[READING PASSAGE]:
┌──
Evelyn and Hortense Edwards spent two decades visiting what they thought was their mother's grave - only to discover it contained the remains of a stranger

Now, the sisters are suing, seeking want $25 million in damages from Rosehill Cemetery in Linden, New Jersey, for emotional distress caused when they learned that their mother, Beatrice Williams, had been buried in the wrong plot.

"It was devastating for them," Mark Crawford, the sisters' attorney, said in a telephone interview.

He said they only recently discovered the mix-up after complaining to the cemetery that what they thought was their mother's grave, which they visit regularly, was falling into disrepair.

An employee looked up the plot in question.

"She said, 'There's a man buried there,' and they said, 'What do you mean there's a man buried there?'," Crawford said.

The complaint filed in Brooklyn Federal Court says the cemetery has acknowledged that the plot location in the sisters' paperwork -- Section 52, Row 20, Grave 103 -- was incorrect.

That error caused the sisters to have "visited the wrong gravesite, sought comfort from the wrong grave, laid flowers on the wrong grave, (and) prayed and had confidential conversations at the wrong grave," it said.

In a letter sent to the sisters last July, the cemetery said it believed their mother was in fact buried in Section 52, Row 20, Grave 132, the complaint said.

A woman who answered the telephone at the cemetery's main office on Tuesday declined to comment before hanging up.

Crawford said the sisters believe that if the cemetery management could be mistaken once, it could be mistaken again, and are not convinced that the cemetery has not misplaced their mother's remains.
└──
[INFORMATION PROVIDED]:
┌──
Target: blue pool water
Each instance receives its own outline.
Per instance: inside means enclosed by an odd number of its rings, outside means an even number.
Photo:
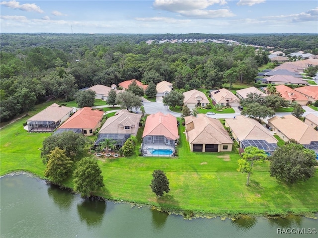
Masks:
[[[151,149],[149,149],[149,150],[151,151]],[[173,152],[173,151],[172,151],[172,150],[170,150],[170,149],[159,149],[158,150],[154,150],[153,151],[151,151],[151,153],[153,155],[171,155]]]

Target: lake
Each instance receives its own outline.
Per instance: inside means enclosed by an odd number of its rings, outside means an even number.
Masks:
[[[84,200],[26,174],[2,177],[0,185],[1,238],[317,237],[317,220],[303,217],[186,220],[148,207]]]

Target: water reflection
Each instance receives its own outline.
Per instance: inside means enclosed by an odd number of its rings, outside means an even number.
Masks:
[[[53,184],[48,187],[48,194],[60,210],[69,210],[74,198],[74,195],[69,191]]]
[[[101,223],[107,207],[106,202],[90,198],[83,199],[77,205],[78,213],[81,221],[88,226],[97,226]]]
[[[151,209],[153,215],[153,225],[156,230],[160,230],[164,227],[164,224],[168,218],[168,214],[166,212],[159,212],[156,209]]]
[[[236,227],[242,231],[248,231],[255,226],[257,220],[256,218],[244,216],[240,218],[232,221],[232,223]]]
[[[286,218],[280,217],[268,218],[269,222],[272,226],[281,228],[289,228],[295,226],[301,227],[303,225],[303,220],[302,217],[291,215],[288,216]]]

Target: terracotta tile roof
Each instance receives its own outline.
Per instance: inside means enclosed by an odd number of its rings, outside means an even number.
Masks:
[[[190,116],[184,118],[186,125],[193,122],[193,129],[187,131],[191,144],[233,144],[228,132],[217,119],[199,114],[198,117]]]
[[[172,84],[166,81],[162,81],[158,83],[156,86],[157,93],[162,93],[165,92],[171,92],[172,89]]]
[[[305,96],[286,85],[281,84],[276,85],[275,87],[277,92],[281,94],[281,97],[286,100],[305,102],[308,101]]]
[[[225,88],[221,88],[211,92],[211,94],[217,103],[226,103],[226,98],[230,99],[230,103],[239,102],[240,101],[233,93]]]
[[[144,90],[146,90],[146,89],[147,88],[147,87],[148,86],[148,85],[144,85],[144,84],[143,84],[141,82],[140,82],[140,81],[139,81],[138,80],[137,80],[136,79],[131,79],[131,80],[124,81],[124,82],[122,82],[121,83],[119,83],[118,84],[118,85],[120,86],[120,87],[121,87],[122,88],[123,88],[123,89],[127,90],[128,89],[128,86],[134,81],[136,81],[136,83],[137,84],[137,85],[138,85],[139,87],[141,87],[143,88]]]
[[[264,140],[268,143],[277,143],[269,131],[256,120],[243,116],[225,119],[228,125],[240,141],[243,140]]]
[[[318,87],[305,86],[295,88],[294,90],[308,97],[313,98],[315,100],[318,100]]]
[[[184,92],[182,94],[184,96],[183,102],[185,104],[188,103],[195,103],[196,104],[198,103],[198,99],[201,99],[200,100],[200,103],[210,103],[210,101],[205,94],[196,89]]]
[[[91,108],[85,107],[75,113],[60,126],[60,128],[95,128],[103,115],[104,112],[92,110]]]
[[[302,145],[318,141],[318,131],[292,115],[283,118],[275,116],[268,120],[277,129],[290,139],[295,139]]]
[[[305,117],[306,119],[310,120],[311,121],[315,123],[316,124],[318,124],[318,116],[310,113]]]
[[[292,75],[273,75],[270,76],[265,79],[267,82],[279,82],[287,83],[308,84],[308,82],[301,78],[297,78]]]
[[[60,107],[53,103],[45,109],[28,119],[27,121],[52,121],[57,122],[73,111],[72,108]]]
[[[119,111],[115,116],[106,120],[98,131],[98,134],[135,134],[139,127],[141,118],[141,114],[130,113],[127,110]],[[130,126],[130,129],[125,129],[125,126]]]
[[[266,96],[265,93],[255,87],[250,87],[237,91],[237,95],[239,94],[243,98],[246,98],[247,94],[249,93],[257,93],[262,97],[266,97]]]
[[[160,112],[149,115],[146,120],[143,138],[147,135],[163,135],[173,140],[178,139],[176,118]]]

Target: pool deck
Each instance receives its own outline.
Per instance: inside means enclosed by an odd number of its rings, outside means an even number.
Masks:
[[[151,152],[154,150],[171,150],[174,152],[174,148],[172,146],[169,146],[164,145],[149,145],[144,147],[143,150],[144,152],[143,156],[150,157],[171,157],[173,156],[173,153],[168,155],[153,155]],[[146,152],[146,153],[145,153]]]

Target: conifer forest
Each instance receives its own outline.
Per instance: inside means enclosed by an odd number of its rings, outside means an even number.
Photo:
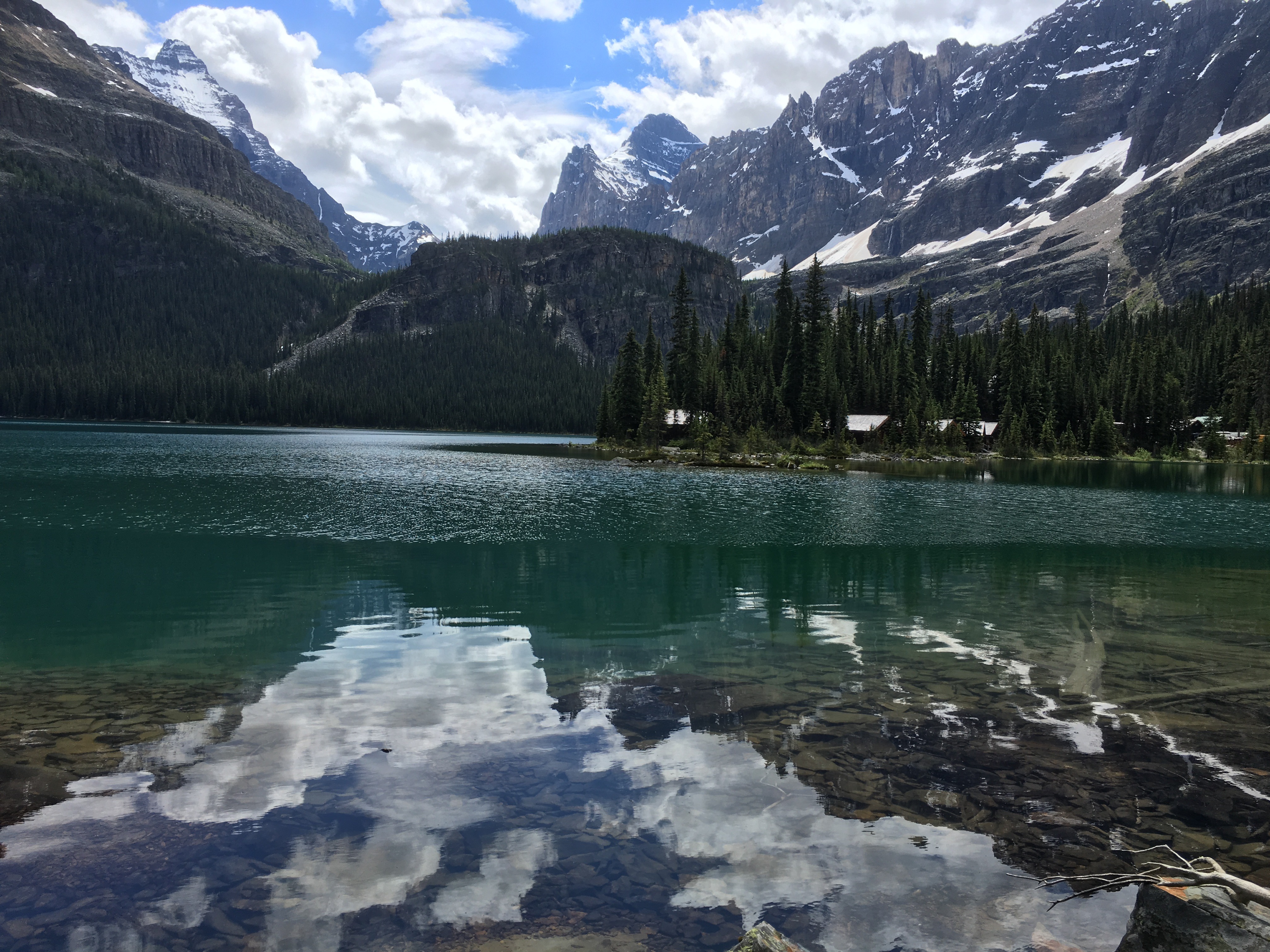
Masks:
[[[880,306],[879,306],[880,305]],[[674,291],[673,334],[630,331],[601,399],[597,433],[615,444],[657,446],[667,411],[685,410],[690,442],[757,452],[776,443],[851,439],[848,414],[886,415],[872,448],[961,453],[980,448],[996,420],[1006,456],[1181,456],[1196,437],[1224,456],[1219,432],[1245,432],[1262,458],[1270,413],[1270,294],[1259,284],[1091,326],[1083,302],[1066,321],[1036,308],[959,335],[951,308],[918,293],[911,314],[847,294],[829,301],[813,261],[803,294],[782,269],[771,319],[748,300],[718,335],[702,333],[687,283]],[[1208,418],[1196,433],[1194,418]],[[940,425],[942,421],[942,425]],[[951,425],[949,424],[951,421]],[[683,437],[682,428],[679,435]]]

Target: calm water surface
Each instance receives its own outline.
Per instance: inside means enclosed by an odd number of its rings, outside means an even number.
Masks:
[[[1114,949],[1270,882],[1261,470],[0,426],[0,948]],[[527,447],[527,444],[535,444]]]

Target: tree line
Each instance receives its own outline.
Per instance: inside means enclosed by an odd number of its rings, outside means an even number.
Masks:
[[[672,336],[631,330],[601,396],[602,439],[655,446],[665,411],[690,414],[695,435],[734,448],[765,440],[846,440],[848,414],[888,415],[883,446],[974,449],[978,424],[997,421],[1002,452],[1111,456],[1182,453],[1191,419],[1256,435],[1270,414],[1270,296],[1256,283],[1217,297],[1092,326],[1078,302],[1068,320],[1038,308],[959,335],[951,307],[925,292],[908,314],[888,296],[832,302],[813,259],[801,294],[787,263],[766,326],[747,298],[718,336],[702,333],[686,279],[673,292]],[[952,424],[941,421],[951,420]],[[1120,424],[1120,425],[1118,425]]]
[[[0,416],[585,433],[603,374],[499,320],[268,369],[400,279],[259,260],[105,166],[0,156]]]

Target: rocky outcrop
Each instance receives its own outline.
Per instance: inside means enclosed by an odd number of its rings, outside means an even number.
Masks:
[[[499,320],[546,330],[584,362],[611,362],[629,329],[671,338],[671,289],[685,269],[704,330],[716,331],[740,298],[732,263],[662,235],[582,228],[556,235],[452,239],[424,245],[377,297],[291,359],[352,335],[427,334],[447,324]]]
[[[575,146],[560,169],[560,183],[542,207],[538,234],[591,225],[655,231],[665,187],[679,174],[701,140],[673,116],[646,116],[616,152],[601,159]]]
[[[427,225],[380,225],[354,218],[324,188],[314,185],[293,162],[278,155],[251,122],[243,100],[226,90],[194,51],[177,39],[165,41],[150,60],[117,47],[94,51],[165,103],[210,122],[237,149],[251,169],[307,204],[348,260],[368,272],[410,264],[419,245],[436,241]]]
[[[1270,952],[1270,909],[1218,886],[1143,886],[1116,952]]]
[[[599,218],[756,279],[819,254],[853,289],[939,287],[970,324],[1217,291],[1262,267],[1265,145],[1231,136],[1270,116],[1267,41],[1267,0],[1068,0],[999,46],[894,43],[770,128],[711,138],[649,225]]]
[[[0,0],[0,154],[123,169],[251,255],[345,268],[312,212],[251,171],[216,129],[103,62],[30,0]]]

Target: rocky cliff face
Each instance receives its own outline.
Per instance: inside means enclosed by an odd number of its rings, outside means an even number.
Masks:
└──
[OBJECTIVE 1]:
According to the article about the mistaken grave, which plot did the cemetery's letter say the sisters' mother was actually buried in?
[OBJECTIVE 2]:
Using the article about the mistaken grave, explain why the sisters are not convinced that the cemetery has not misplaced their mother's remains.
[OBJECTIVE 3]:
Write a continuation of the article about the mistaken grave, picking up after its final sentence.
The data was drawn from a separate source and has nothing to do with the article.

[WRITTEN RESPONSE 1]:
Section 52, Row 20, Grave 132.

[WRITTEN RESPONSE 2]:
The sisters believe that if the cemetery management could be mistaken once, it could be mistaken again. Because the cemetery already got the plot location wrong, they doubt its new account of where their mother is buried.

[WRITTEN RESPONSE 3]:
They want the cemetery to disinter the remains at the second grave to confirm the remains there are of their mother.

The cemetery management has said it will only do so if the sisters take responsibility should the cemetery still be mistaken and, for example, the relatives of whoever is buried at Grave 132 discover their loved one's remains were unnecessarily disinterred and decide to sue, Crawford said.

"They're not willing to take the risk of correcting their own mistake," he said.

The sisters, who live in the New York borough of Queens, had bought three plots at their mother's death in the hope that they might one day be buried by her side.

Crawford said he did not know the identity of the man buried beneath Beatrice Williams' grave marker. Nor was he certain whether the mix-up was restricted to just two sets of remains -- that Grave 103 actually contains the remains that should be in Grave 132, and vice versa -- or whether other plots were similarly mislabeled.